(Part of a data file)
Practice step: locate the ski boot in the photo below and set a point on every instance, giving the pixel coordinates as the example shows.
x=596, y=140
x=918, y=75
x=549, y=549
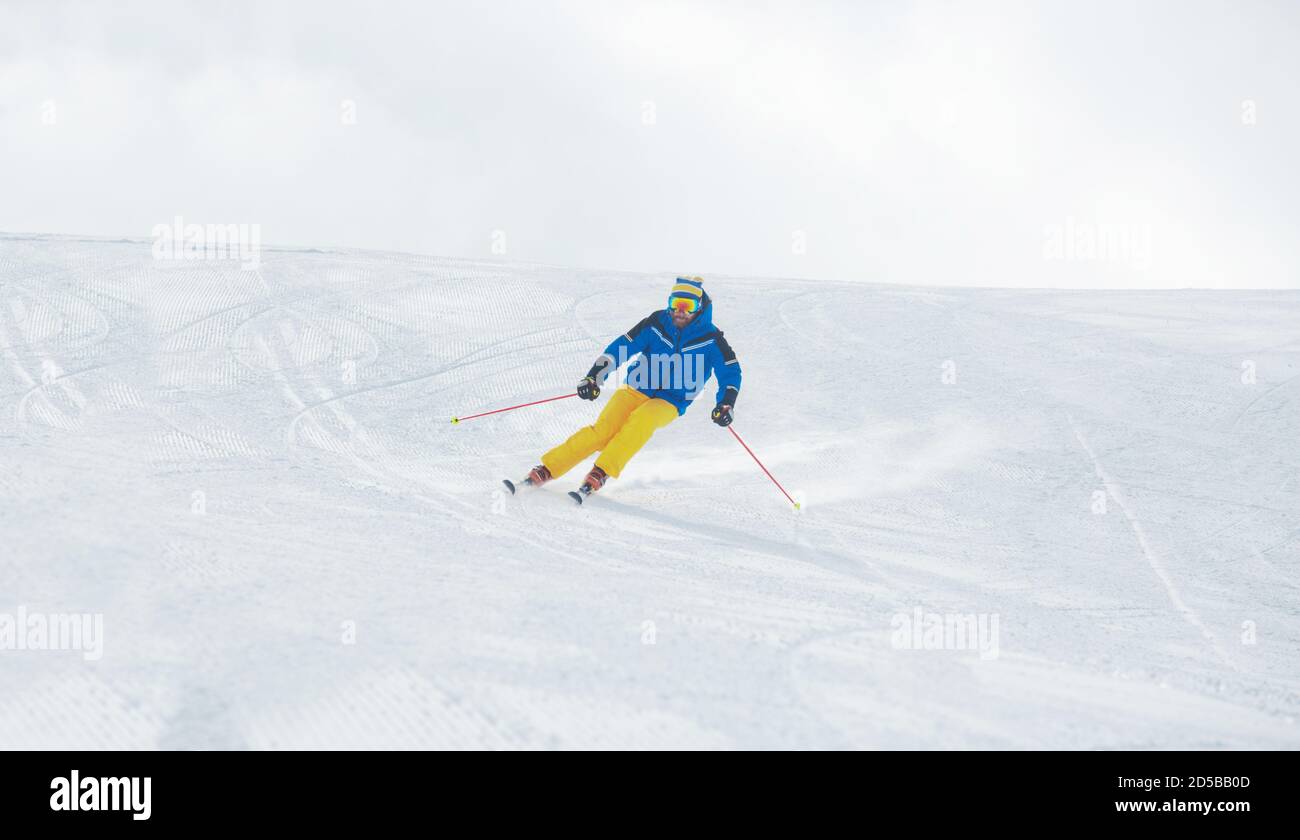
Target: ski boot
x=594, y=481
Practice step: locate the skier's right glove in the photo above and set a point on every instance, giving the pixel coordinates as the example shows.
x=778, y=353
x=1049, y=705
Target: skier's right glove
x=590, y=385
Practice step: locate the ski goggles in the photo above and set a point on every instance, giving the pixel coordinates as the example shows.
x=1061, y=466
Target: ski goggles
x=683, y=303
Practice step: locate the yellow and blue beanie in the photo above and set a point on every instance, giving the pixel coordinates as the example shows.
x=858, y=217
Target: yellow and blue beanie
x=688, y=288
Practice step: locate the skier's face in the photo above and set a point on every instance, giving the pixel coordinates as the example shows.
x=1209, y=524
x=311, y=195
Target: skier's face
x=680, y=317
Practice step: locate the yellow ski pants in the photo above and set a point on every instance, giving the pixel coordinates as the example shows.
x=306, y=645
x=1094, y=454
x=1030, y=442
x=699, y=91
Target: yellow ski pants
x=625, y=423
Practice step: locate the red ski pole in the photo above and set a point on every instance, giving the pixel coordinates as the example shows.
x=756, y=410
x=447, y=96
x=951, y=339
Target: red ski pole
x=549, y=399
x=762, y=467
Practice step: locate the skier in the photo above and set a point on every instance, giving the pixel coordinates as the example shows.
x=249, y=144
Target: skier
x=679, y=349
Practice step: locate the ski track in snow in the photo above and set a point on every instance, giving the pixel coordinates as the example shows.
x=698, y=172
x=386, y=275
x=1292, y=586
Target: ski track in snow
x=254, y=477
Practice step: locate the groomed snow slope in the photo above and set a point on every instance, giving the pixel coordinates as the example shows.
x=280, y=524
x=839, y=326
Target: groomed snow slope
x=239, y=470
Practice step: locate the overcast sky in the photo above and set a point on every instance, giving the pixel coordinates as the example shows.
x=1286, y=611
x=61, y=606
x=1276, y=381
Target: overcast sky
x=935, y=143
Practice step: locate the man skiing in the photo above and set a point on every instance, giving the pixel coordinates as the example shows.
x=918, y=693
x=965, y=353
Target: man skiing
x=677, y=350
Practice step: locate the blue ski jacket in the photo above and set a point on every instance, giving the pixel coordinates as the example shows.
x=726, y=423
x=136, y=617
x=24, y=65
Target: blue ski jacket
x=674, y=364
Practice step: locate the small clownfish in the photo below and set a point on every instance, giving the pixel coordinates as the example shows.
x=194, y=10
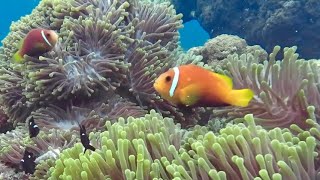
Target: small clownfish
x=33, y=128
x=85, y=139
x=191, y=85
x=28, y=162
x=37, y=42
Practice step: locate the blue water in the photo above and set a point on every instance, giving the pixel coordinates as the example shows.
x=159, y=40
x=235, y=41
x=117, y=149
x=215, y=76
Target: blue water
x=12, y=10
x=191, y=35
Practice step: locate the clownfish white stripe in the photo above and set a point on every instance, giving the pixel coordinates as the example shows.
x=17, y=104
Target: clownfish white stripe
x=174, y=81
x=45, y=38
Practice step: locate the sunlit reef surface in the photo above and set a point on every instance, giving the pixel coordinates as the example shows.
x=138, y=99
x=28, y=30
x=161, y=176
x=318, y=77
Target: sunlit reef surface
x=101, y=74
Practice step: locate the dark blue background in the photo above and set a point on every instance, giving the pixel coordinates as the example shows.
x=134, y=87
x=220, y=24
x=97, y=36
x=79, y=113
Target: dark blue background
x=11, y=10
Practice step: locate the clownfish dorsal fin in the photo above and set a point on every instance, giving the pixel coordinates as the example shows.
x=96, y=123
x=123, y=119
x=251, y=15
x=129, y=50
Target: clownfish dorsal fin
x=45, y=38
x=226, y=78
x=175, y=81
x=189, y=95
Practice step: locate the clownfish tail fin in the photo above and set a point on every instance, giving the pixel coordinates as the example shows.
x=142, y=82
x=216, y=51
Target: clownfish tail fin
x=17, y=58
x=240, y=97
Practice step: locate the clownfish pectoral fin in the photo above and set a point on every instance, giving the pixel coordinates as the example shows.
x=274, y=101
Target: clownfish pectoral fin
x=226, y=78
x=189, y=95
x=240, y=97
x=17, y=58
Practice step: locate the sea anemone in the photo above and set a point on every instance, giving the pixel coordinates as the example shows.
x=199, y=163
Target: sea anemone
x=284, y=89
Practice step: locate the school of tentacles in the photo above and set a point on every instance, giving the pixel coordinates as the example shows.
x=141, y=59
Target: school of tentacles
x=101, y=74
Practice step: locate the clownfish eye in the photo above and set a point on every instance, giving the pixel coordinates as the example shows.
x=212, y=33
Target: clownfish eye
x=168, y=79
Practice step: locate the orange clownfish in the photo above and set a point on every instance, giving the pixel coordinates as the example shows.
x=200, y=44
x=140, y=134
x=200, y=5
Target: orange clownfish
x=191, y=85
x=37, y=42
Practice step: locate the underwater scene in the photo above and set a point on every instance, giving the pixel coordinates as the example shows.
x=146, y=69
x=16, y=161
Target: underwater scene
x=160, y=89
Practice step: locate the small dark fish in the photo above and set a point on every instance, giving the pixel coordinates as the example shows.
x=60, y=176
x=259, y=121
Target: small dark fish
x=28, y=164
x=33, y=128
x=85, y=139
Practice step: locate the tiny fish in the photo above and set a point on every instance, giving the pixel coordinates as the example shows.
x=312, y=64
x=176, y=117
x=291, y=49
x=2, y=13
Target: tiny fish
x=27, y=162
x=85, y=139
x=37, y=42
x=191, y=85
x=33, y=128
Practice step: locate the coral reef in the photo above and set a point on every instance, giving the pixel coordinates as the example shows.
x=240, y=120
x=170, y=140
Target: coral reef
x=219, y=48
x=267, y=23
x=106, y=49
x=154, y=147
x=284, y=89
x=100, y=75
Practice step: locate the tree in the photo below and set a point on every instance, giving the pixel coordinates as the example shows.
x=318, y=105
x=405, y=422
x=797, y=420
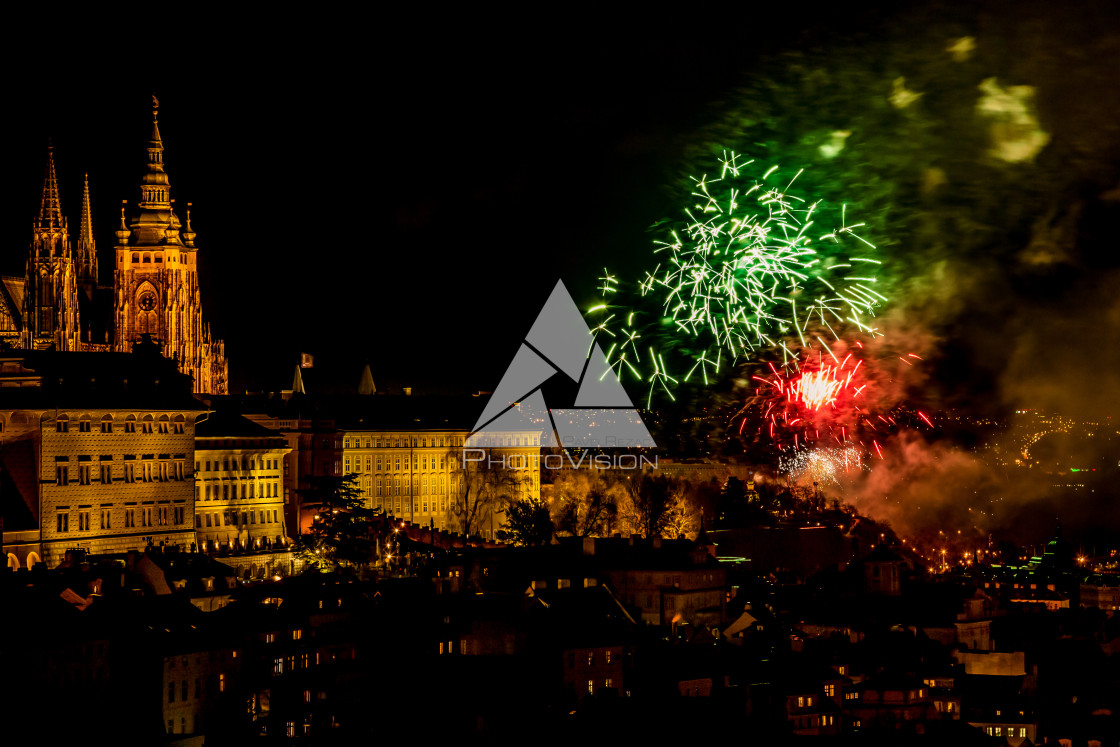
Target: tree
x=341, y=532
x=528, y=522
x=585, y=504
x=650, y=500
x=478, y=489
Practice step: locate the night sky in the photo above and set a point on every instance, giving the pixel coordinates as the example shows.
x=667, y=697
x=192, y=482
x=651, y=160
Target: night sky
x=404, y=193
x=407, y=199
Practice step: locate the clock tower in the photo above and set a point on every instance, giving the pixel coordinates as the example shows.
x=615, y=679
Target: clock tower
x=156, y=279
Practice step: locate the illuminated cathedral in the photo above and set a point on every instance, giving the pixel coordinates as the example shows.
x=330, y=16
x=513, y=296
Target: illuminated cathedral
x=59, y=304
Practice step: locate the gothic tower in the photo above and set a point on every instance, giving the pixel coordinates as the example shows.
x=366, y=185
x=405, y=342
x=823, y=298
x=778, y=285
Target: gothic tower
x=86, y=254
x=49, y=308
x=156, y=280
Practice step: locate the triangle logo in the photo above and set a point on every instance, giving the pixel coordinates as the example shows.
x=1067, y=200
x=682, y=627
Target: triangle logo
x=559, y=344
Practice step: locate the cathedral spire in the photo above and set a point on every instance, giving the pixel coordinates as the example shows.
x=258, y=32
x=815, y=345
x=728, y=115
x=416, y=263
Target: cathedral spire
x=187, y=234
x=122, y=230
x=155, y=188
x=86, y=249
x=50, y=212
x=85, y=227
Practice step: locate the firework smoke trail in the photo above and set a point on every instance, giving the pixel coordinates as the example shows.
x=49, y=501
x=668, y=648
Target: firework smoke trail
x=747, y=270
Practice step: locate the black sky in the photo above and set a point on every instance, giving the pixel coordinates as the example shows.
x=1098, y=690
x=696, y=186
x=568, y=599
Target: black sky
x=399, y=190
x=403, y=194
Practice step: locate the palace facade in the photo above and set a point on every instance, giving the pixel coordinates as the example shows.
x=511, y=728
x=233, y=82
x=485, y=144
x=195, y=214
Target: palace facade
x=58, y=302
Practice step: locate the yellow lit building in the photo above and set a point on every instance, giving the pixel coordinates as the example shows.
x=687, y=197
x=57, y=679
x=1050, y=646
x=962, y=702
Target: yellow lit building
x=239, y=484
x=58, y=301
x=98, y=450
x=423, y=476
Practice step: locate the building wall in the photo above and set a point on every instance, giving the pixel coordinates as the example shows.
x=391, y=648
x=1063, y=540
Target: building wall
x=111, y=481
x=417, y=475
x=239, y=492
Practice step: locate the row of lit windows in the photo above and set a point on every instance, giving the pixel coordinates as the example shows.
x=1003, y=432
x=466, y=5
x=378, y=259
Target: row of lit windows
x=147, y=258
x=147, y=425
x=213, y=519
x=270, y=489
x=150, y=470
x=147, y=516
x=390, y=463
x=998, y=731
x=232, y=463
x=418, y=505
x=400, y=441
x=420, y=485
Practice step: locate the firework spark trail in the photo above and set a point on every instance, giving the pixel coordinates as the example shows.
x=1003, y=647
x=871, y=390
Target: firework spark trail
x=746, y=270
x=822, y=465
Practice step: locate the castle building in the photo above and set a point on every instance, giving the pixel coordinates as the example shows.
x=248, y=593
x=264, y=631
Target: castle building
x=239, y=493
x=95, y=454
x=156, y=289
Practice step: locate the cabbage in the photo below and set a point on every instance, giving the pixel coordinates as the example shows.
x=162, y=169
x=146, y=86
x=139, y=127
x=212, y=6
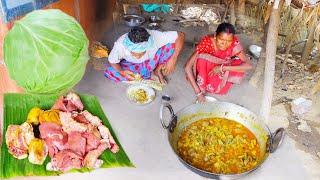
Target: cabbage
x=46, y=52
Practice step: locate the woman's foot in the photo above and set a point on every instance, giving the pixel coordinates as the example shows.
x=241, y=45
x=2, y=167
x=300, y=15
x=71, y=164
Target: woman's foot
x=161, y=77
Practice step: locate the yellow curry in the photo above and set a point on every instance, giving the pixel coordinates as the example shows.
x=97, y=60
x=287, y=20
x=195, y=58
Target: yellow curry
x=220, y=146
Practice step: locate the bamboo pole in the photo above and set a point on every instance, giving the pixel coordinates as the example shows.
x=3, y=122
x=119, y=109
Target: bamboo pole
x=284, y=62
x=271, y=48
x=309, y=44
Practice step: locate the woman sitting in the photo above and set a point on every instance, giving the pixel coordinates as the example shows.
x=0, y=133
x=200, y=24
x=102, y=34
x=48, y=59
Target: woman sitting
x=141, y=52
x=217, y=63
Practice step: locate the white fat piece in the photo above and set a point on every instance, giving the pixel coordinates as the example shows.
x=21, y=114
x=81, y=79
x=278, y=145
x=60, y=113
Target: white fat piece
x=50, y=167
x=75, y=99
x=107, y=137
x=94, y=120
x=98, y=164
x=27, y=132
x=69, y=124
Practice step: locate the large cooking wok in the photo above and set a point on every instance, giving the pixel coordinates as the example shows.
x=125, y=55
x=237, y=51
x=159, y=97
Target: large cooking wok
x=268, y=141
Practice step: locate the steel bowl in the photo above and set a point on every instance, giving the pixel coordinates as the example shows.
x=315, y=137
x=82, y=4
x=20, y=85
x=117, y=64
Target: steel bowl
x=268, y=142
x=133, y=20
x=156, y=19
x=154, y=26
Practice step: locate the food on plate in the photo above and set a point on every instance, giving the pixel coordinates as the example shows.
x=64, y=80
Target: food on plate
x=139, y=96
x=73, y=137
x=219, y=145
x=18, y=138
x=98, y=50
x=33, y=115
x=38, y=151
x=50, y=116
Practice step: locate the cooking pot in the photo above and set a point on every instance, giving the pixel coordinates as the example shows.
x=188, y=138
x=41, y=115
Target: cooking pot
x=268, y=142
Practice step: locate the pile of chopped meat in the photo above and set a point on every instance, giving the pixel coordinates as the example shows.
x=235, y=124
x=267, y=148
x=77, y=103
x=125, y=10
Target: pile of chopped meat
x=74, y=138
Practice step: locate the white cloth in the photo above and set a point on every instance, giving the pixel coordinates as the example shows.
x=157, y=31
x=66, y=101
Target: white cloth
x=119, y=51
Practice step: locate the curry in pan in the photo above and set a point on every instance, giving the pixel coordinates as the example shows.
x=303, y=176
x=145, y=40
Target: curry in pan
x=219, y=146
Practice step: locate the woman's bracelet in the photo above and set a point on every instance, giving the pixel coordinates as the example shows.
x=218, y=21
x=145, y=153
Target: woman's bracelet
x=199, y=94
x=221, y=68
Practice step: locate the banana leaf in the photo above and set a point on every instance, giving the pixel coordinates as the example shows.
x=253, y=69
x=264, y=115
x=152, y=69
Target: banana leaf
x=16, y=108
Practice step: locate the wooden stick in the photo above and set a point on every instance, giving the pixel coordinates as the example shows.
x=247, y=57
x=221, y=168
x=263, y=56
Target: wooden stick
x=308, y=46
x=316, y=88
x=271, y=48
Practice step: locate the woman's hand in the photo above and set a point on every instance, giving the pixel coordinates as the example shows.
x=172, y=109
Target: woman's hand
x=215, y=70
x=201, y=98
x=170, y=66
x=128, y=74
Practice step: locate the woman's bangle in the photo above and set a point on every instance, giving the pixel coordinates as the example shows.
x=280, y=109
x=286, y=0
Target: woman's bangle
x=199, y=94
x=221, y=68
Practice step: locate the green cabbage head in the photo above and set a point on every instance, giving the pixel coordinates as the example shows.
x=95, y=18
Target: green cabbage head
x=46, y=52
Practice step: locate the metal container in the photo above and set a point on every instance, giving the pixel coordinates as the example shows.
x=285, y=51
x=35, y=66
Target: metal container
x=133, y=20
x=268, y=141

▸ **Task prompt**:
Put the lines from the start of the entries through the line with "x=683, y=303" into a numbered list, skipping blank lines and leaving out the pictures.

▸ **Output of the task**:
1. Practice step: locate the ski boot in the photo below and set a point on every instance, giving the pixel coordinates as the example shows.
2. x=596, y=140
3. x=918, y=75
4. x=549, y=549
5. Target: ski boot
6. x=594, y=481
7. Practice step: locate the skier's right glove in the photo above and set a point on every instance, giving the pixel coordinates as the example shows.
8. x=778, y=353
9. x=1049, y=705
10. Target: skier's right glove
11. x=590, y=385
12. Practice step: locate the ski goggles in the photo above and set a point on every instance, giving the pixel coordinates as the example shows.
13. x=1061, y=466
14. Target: ski goggles
15. x=683, y=303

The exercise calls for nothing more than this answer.